(Records of labeled points)
---
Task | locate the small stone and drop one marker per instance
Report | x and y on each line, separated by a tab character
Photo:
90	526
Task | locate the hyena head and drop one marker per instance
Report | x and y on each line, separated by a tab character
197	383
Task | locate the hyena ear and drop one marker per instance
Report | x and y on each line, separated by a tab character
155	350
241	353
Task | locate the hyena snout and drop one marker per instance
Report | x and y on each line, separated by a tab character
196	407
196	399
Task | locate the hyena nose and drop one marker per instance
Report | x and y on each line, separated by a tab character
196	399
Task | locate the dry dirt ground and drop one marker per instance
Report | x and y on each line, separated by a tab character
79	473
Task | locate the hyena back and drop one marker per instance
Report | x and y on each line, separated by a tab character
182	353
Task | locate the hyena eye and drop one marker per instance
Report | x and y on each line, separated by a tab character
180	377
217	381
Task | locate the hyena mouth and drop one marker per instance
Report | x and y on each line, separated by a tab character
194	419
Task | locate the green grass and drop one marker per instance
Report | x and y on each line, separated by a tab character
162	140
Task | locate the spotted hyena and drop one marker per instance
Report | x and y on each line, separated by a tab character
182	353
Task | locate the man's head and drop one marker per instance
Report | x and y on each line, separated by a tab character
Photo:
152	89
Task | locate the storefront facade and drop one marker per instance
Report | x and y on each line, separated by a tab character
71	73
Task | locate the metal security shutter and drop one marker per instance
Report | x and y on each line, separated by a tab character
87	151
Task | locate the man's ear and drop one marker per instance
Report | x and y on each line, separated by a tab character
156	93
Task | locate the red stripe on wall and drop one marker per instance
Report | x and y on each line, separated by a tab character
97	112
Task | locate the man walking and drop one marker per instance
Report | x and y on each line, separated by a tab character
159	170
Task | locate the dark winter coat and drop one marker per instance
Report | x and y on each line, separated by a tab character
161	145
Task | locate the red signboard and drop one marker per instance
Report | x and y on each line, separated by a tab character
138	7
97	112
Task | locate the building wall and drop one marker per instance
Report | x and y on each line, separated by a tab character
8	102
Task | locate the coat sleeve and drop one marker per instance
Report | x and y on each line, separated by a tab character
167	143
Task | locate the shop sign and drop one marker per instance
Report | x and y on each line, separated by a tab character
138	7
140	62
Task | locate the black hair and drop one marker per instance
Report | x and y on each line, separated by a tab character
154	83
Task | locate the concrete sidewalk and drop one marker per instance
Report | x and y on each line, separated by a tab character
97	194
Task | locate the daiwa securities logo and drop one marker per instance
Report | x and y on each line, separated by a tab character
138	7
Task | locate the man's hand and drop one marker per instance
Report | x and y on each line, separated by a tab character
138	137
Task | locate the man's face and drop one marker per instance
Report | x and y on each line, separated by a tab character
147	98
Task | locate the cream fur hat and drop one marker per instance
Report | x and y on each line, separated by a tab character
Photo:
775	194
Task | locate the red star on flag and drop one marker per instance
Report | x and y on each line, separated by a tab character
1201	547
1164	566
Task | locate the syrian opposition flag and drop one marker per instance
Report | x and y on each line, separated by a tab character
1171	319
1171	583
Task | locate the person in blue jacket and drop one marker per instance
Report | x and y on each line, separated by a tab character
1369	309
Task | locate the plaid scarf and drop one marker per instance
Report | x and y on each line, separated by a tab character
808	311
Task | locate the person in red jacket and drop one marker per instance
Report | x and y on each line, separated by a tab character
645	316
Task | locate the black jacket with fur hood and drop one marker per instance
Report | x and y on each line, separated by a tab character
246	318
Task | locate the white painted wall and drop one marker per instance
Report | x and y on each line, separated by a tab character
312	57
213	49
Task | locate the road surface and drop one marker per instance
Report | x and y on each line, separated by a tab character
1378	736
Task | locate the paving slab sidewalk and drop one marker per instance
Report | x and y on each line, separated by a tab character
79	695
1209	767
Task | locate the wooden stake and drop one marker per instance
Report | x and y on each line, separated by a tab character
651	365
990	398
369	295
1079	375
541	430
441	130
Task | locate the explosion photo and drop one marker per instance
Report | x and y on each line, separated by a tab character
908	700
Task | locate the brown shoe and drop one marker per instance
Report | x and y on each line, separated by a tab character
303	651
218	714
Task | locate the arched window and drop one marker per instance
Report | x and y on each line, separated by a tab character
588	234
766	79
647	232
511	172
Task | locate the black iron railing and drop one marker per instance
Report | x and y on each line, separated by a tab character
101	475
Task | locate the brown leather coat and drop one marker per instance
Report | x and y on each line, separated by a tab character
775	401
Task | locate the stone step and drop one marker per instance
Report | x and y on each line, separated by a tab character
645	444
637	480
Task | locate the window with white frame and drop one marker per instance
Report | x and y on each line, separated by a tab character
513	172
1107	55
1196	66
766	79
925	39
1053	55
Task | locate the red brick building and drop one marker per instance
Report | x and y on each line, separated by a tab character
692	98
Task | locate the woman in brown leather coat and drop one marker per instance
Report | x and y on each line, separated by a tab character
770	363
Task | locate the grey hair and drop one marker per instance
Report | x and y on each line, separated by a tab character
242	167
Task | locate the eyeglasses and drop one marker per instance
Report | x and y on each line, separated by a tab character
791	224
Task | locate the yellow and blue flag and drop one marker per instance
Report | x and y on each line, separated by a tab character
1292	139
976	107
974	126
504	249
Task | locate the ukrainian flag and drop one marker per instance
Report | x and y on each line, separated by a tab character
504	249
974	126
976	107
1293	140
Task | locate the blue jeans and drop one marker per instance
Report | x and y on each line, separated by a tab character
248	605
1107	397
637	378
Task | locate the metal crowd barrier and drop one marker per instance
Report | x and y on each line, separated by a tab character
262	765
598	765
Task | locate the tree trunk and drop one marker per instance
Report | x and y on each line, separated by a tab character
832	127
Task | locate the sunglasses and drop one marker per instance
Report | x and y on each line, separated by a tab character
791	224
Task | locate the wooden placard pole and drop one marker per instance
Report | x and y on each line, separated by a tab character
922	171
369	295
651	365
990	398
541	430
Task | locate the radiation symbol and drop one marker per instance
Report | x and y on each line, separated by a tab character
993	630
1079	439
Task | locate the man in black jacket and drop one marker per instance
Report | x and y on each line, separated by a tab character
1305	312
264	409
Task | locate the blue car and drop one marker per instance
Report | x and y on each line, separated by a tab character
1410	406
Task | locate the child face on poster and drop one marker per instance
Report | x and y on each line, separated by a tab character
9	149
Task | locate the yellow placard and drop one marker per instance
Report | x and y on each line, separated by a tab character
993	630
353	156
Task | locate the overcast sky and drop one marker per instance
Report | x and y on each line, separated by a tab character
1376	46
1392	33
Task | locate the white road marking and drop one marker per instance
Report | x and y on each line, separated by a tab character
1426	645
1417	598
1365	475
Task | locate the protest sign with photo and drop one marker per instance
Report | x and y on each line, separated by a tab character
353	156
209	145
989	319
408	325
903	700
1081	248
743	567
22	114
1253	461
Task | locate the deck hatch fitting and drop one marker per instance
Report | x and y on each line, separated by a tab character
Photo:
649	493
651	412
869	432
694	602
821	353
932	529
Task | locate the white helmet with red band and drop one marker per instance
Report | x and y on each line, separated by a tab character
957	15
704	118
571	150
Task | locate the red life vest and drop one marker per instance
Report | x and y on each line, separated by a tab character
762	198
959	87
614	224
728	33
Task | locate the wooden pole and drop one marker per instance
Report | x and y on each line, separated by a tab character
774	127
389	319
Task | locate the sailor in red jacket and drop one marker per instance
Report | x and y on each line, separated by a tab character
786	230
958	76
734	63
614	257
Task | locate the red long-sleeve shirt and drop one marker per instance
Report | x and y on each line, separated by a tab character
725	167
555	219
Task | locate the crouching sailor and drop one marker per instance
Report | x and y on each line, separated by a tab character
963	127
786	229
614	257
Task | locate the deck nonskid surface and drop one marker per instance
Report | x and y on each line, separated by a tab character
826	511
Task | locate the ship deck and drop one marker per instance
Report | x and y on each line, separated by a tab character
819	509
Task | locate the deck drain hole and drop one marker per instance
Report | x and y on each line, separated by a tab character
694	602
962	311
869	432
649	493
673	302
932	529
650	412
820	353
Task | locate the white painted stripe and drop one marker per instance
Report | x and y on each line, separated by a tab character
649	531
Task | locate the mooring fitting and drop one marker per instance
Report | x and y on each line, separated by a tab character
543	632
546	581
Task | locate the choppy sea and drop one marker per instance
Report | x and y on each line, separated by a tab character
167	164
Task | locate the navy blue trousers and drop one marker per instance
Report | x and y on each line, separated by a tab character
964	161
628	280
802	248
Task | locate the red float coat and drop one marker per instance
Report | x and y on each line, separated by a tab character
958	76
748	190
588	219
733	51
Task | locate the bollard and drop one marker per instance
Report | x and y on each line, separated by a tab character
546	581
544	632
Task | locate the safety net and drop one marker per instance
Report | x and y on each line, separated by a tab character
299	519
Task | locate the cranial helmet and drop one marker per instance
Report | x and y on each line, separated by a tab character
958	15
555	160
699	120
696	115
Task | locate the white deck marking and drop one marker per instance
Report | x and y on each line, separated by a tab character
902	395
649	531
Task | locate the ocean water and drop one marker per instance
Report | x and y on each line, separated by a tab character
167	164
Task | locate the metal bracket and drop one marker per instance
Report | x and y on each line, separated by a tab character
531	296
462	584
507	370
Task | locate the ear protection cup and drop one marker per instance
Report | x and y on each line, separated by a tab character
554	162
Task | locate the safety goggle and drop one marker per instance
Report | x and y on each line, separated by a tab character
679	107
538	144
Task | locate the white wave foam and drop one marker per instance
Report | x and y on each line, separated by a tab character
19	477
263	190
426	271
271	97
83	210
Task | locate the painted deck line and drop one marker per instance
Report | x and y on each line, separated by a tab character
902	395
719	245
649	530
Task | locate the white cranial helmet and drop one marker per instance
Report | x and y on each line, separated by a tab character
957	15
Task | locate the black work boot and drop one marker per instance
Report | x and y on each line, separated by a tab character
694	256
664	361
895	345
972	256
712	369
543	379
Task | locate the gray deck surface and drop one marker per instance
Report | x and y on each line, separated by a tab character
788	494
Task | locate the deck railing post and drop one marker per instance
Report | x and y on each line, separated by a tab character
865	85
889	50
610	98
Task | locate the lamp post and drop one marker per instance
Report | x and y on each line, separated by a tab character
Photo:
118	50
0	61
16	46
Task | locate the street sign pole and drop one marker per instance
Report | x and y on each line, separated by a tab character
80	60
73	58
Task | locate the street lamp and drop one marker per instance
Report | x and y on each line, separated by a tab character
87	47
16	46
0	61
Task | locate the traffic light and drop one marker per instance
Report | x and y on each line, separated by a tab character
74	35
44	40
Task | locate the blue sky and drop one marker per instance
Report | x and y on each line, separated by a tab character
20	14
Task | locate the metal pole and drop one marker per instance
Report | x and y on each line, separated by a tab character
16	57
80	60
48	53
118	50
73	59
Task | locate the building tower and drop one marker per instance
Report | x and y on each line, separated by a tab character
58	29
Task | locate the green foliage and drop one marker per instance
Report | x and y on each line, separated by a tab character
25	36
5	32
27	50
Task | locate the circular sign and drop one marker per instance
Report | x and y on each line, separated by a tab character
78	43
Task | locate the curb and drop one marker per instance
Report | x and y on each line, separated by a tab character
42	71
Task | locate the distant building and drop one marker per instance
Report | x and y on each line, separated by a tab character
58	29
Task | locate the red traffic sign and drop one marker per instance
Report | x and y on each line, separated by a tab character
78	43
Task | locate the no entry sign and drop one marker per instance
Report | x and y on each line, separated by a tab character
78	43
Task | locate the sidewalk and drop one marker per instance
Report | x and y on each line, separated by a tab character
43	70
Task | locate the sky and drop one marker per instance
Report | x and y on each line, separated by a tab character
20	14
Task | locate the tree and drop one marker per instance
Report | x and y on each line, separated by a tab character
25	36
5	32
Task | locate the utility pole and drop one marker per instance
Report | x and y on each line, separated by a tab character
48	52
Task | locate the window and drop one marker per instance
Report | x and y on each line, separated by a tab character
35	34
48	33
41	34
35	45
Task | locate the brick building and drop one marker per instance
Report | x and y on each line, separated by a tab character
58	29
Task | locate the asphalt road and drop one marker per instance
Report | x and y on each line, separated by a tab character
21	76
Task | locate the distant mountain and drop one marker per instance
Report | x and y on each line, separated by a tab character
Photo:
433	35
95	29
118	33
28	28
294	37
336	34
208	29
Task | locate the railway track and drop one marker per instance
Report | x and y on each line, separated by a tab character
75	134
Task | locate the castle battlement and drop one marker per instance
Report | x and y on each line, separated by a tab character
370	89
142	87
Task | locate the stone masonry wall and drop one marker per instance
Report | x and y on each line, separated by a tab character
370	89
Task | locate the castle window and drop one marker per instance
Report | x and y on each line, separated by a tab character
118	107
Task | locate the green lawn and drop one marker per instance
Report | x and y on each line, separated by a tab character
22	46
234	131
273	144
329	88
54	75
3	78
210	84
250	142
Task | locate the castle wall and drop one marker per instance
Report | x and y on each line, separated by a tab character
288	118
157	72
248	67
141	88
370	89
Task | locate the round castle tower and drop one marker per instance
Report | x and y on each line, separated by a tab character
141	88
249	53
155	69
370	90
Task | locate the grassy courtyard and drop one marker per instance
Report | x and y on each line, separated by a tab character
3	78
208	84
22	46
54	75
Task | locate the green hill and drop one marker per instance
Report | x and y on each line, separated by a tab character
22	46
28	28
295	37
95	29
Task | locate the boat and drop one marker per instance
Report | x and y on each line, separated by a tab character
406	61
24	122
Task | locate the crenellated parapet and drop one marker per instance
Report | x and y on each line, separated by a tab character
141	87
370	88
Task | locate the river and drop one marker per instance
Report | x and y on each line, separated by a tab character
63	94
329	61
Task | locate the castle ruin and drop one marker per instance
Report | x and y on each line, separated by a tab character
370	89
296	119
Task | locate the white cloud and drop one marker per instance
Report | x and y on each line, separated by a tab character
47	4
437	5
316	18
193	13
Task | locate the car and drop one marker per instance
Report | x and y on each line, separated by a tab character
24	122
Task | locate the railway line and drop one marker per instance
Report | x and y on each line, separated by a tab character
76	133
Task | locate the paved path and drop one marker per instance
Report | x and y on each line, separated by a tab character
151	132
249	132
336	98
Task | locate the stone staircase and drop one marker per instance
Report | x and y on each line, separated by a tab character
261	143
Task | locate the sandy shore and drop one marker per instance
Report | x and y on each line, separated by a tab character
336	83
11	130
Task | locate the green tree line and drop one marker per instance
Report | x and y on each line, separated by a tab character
---
Write the lines out exactly, from the one with "Task | locate the white cloud" down to the last line of the listing, and leave out all others.

• TASK SOLUTION:
Task | locate the white cloud and drop one marker per instance
Report | x and y on each line, separated by a tab character
47	4
437	5
316	18
193	13
Task | locate the car and drop one marker per instance
Report | x and y on each line, separated by a tab character
24	122
Task | locate the railway line and drop one marker per instance
Report | x and y on each line, separated by a tab character
76	133
Task | locate the paved path and drop one marker per instance
Report | x and y on each line, separated by a tab character
151	132
249	132
336	98
Task | locate the stone staircase and drop one marker per instance
Report | x and y on each line, separated by a tab character
261	143
Task | locate the sandy shore and drop one marker per instance
Report | x and y on each line, separated by a tab character
336	83
11	130
Task | locate the green tree line and drop one marker per instance
Report | x and y on each line, separated by a tab character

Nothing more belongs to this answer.